** start of Records supplied **

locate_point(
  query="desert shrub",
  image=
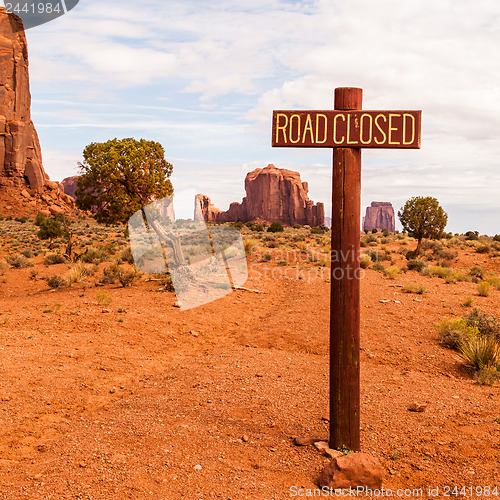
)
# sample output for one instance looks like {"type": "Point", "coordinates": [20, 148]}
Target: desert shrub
{"type": "Point", "coordinates": [54, 258]}
{"type": "Point", "coordinates": [165, 282]}
{"type": "Point", "coordinates": [275, 227]}
{"type": "Point", "coordinates": [27, 252]}
{"type": "Point", "coordinates": [439, 271]}
{"type": "Point", "coordinates": [480, 352]}
{"type": "Point", "coordinates": [104, 298]}
{"type": "Point", "coordinates": [468, 301]}
{"type": "Point", "coordinates": [127, 256]}
{"type": "Point", "coordinates": [483, 289]}
{"type": "Point", "coordinates": [435, 246]}
{"type": "Point", "coordinates": [483, 249]}
{"type": "Point", "coordinates": [446, 254]}
{"type": "Point", "coordinates": [413, 288]}
{"type": "Point", "coordinates": [392, 272]}
{"type": "Point", "coordinates": [127, 275]}
{"type": "Point", "coordinates": [472, 235]}
{"type": "Point", "coordinates": [79, 272]}
{"type": "Point", "coordinates": [454, 331]}
{"type": "Point", "coordinates": [324, 261]}
{"type": "Point", "coordinates": [489, 326]}
{"type": "Point", "coordinates": [416, 265]}
{"type": "Point", "coordinates": [19, 261]}
{"type": "Point", "coordinates": [487, 376]}
{"type": "Point", "coordinates": [365, 261]}
{"type": "Point", "coordinates": [493, 281]}
{"type": "Point", "coordinates": [94, 255]}
{"type": "Point", "coordinates": [109, 274]}
{"type": "Point", "coordinates": [56, 281]}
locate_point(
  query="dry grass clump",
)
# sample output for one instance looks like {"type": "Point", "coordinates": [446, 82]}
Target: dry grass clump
{"type": "Point", "coordinates": [494, 282]}
{"type": "Point", "coordinates": [51, 259]}
{"type": "Point", "coordinates": [468, 301]}
{"type": "Point", "coordinates": [413, 288]}
{"type": "Point", "coordinates": [417, 265]}
{"type": "Point", "coordinates": [250, 245]}
{"type": "Point", "coordinates": [94, 255]}
{"type": "Point", "coordinates": [79, 272]}
{"type": "Point", "coordinates": [392, 272]}
{"type": "Point", "coordinates": [477, 339]}
{"type": "Point", "coordinates": [454, 331]}
{"type": "Point", "coordinates": [19, 261]}
{"type": "Point", "coordinates": [56, 281]}
{"type": "Point", "coordinates": [365, 261]}
{"type": "Point", "coordinates": [483, 289]}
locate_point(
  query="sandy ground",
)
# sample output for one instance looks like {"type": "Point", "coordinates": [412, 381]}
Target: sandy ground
{"type": "Point", "coordinates": [138, 399]}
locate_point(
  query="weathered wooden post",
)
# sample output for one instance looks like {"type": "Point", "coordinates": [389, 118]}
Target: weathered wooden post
{"type": "Point", "coordinates": [345, 285]}
{"type": "Point", "coordinates": [346, 129]}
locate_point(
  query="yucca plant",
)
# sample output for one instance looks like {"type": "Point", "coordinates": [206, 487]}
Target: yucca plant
{"type": "Point", "coordinates": [480, 352]}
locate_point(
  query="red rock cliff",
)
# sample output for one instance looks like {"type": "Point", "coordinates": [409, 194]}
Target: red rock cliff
{"type": "Point", "coordinates": [273, 195]}
{"type": "Point", "coordinates": [20, 155]}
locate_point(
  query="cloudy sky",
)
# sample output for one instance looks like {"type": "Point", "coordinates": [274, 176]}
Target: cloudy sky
{"type": "Point", "coordinates": [203, 78]}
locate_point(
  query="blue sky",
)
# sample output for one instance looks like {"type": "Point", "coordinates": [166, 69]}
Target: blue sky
{"type": "Point", "coordinates": [203, 78]}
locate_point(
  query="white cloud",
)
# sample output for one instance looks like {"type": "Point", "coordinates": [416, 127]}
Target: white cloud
{"type": "Point", "coordinates": [248, 60]}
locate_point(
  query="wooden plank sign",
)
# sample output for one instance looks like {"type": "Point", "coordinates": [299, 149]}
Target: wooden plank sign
{"type": "Point", "coordinates": [341, 129]}
{"type": "Point", "coordinates": [346, 129]}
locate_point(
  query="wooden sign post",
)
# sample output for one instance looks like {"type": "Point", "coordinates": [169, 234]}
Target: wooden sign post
{"type": "Point", "coordinates": [346, 129]}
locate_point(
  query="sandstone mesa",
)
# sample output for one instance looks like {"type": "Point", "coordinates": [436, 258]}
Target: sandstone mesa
{"type": "Point", "coordinates": [272, 195]}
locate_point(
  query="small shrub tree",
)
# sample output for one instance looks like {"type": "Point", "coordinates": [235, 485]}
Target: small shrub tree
{"type": "Point", "coordinates": [423, 217]}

** end of Records supplied **

Leave the pictures out and reproduce each record exactly as written.

locate_point(
  query="desert shrub",
  image=
)
# sample output for one instance looks like {"type": "Point", "coordinates": [20, 148]}
Target: desert shrub
{"type": "Point", "coordinates": [54, 258]}
{"type": "Point", "coordinates": [165, 282]}
{"type": "Point", "coordinates": [275, 227]}
{"type": "Point", "coordinates": [27, 252]}
{"type": "Point", "coordinates": [439, 271]}
{"type": "Point", "coordinates": [480, 352]}
{"type": "Point", "coordinates": [104, 298]}
{"type": "Point", "coordinates": [468, 301]}
{"type": "Point", "coordinates": [127, 256]}
{"type": "Point", "coordinates": [483, 289]}
{"type": "Point", "coordinates": [435, 246]}
{"type": "Point", "coordinates": [483, 249]}
{"type": "Point", "coordinates": [446, 254]}
{"type": "Point", "coordinates": [413, 288]}
{"type": "Point", "coordinates": [392, 272]}
{"type": "Point", "coordinates": [127, 275]}
{"type": "Point", "coordinates": [472, 235]}
{"type": "Point", "coordinates": [79, 272]}
{"type": "Point", "coordinates": [454, 331]}
{"type": "Point", "coordinates": [324, 261]}
{"type": "Point", "coordinates": [489, 326]}
{"type": "Point", "coordinates": [416, 265]}
{"type": "Point", "coordinates": [19, 261]}
{"type": "Point", "coordinates": [487, 376]}
{"type": "Point", "coordinates": [365, 261]}
{"type": "Point", "coordinates": [493, 281]}
{"type": "Point", "coordinates": [94, 255]}
{"type": "Point", "coordinates": [109, 274]}
{"type": "Point", "coordinates": [56, 281]}
locate_point(
  query="dry grass clump",
)
# sample output for one instance looks like {"type": "Point", "coordinates": [446, 82]}
Target: dry grass clump
{"type": "Point", "coordinates": [494, 282]}
{"type": "Point", "coordinates": [51, 259]}
{"type": "Point", "coordinates": [468, 301]}
{"type": "Point", "coordinates": [413, 288]}
{"type": "Point", "coordinates": [417, 265]}
{"type": "Point", "coordinates": [250, 245]}
{"type": "Point", "coordinates": [94, 255]}
{"type": "Point", "coordinates": [79, 272]}
{"type": "Point", "coordinates": [392, 272]}
{"type": "Point", "coordinates": [477, 339]}
{"type": "Point", "coordinates": [454, 331]}
{"type": "Point", "coordinates": [19, 261]}
{"type": "Point", "coordinates": [56, 281]}
{"type": "Point", "coordinates": [365, 261]}
{"type": "Point", "coordinates": [483, 289]}
locate_point(
  query="sandy ground",
)
# sample output for one instance looks like {"type": "Point", "coordinates": [412, 381]}
Target: sandy ground
{"type": "Point", "coordinates": [138, 399]}
locate_point(
  query="weathered wooden post",
)
# sample output for one instance looks like {"type": "Point", "coordinates": [389, 118]}
Target: weathered wooden post
{"type": "Point", "coordinates": [345, 285]}
{"type": "Point", "coordinates": [346, 129]}
locate_point(
  query="yucca plant",
)
# sample output for one instance looks like {"type": "Point", "coordinates": [206, 487]}
Target: yucca plant
{"type": "Point", "coordinates": [480, 352]}
locate_point(
  query="red rock cliff",
)
# sample output for one instance looks like {"type": "Point", "coordinates": [409, 194]}
Target: red rock cliff
{"type": "Point", "coordinates": [273, 195]}
{"type": "Point", "coordinates": [20, 155]}
locate_point(
  query="cloudy sky",
)
# sample output for one instance looks like {"type": "Point", "coordinates": [274, 176]}
Target: cloudy sky
{"type": "Point", "coordinates": [203, 78]}
locate_point(
  query="blue sky",
)
# sample output for one instance looks like {"type": "Point", "coordinates": [166, 69]}
Target: blue sky
{"type": "Point", "coordinates": [203, 78]}
locate_point(
  query="white cloud",
)
# sample output for one instance looks like {"type": "Point", "coordinates": [416, 127]}
Target: white cloud
{"type": "Point", "coordinates": [248, 60]}
locate_point(
  query="wooden plank sign",
)
# sample output for one instance looks like {"type": "Point", "coordinates": [299, 149]}
Target: wooden plank sign
{"type": "Point", "coordinates": [341, 129]}
{"type": "Point", "coordinates": [346, 129]}
locate_point(
  query="wooden sign post",
)
# sample output for one instance looks like {"type": "Point", "coordinates": [169, 234]}
Target: wooden sign post
{"type": "Point", "coordinates": [346, 129]}
locate_point(
  query="sandstone mesa",
)
# sample output for one instance looks like {"type": "Point", "coordinates": [436, 258]}
Target: sandstone mesa
{"type": "Point", "coordinates": [272, 195]}
locate_point(
  query="small shrub tree",
)
# sample output for one instance looks like {"type": "Point", "coordinates": [235, 485]}
Target: small shrub tree
{"type": "Point", "coordinates": [423, 217]}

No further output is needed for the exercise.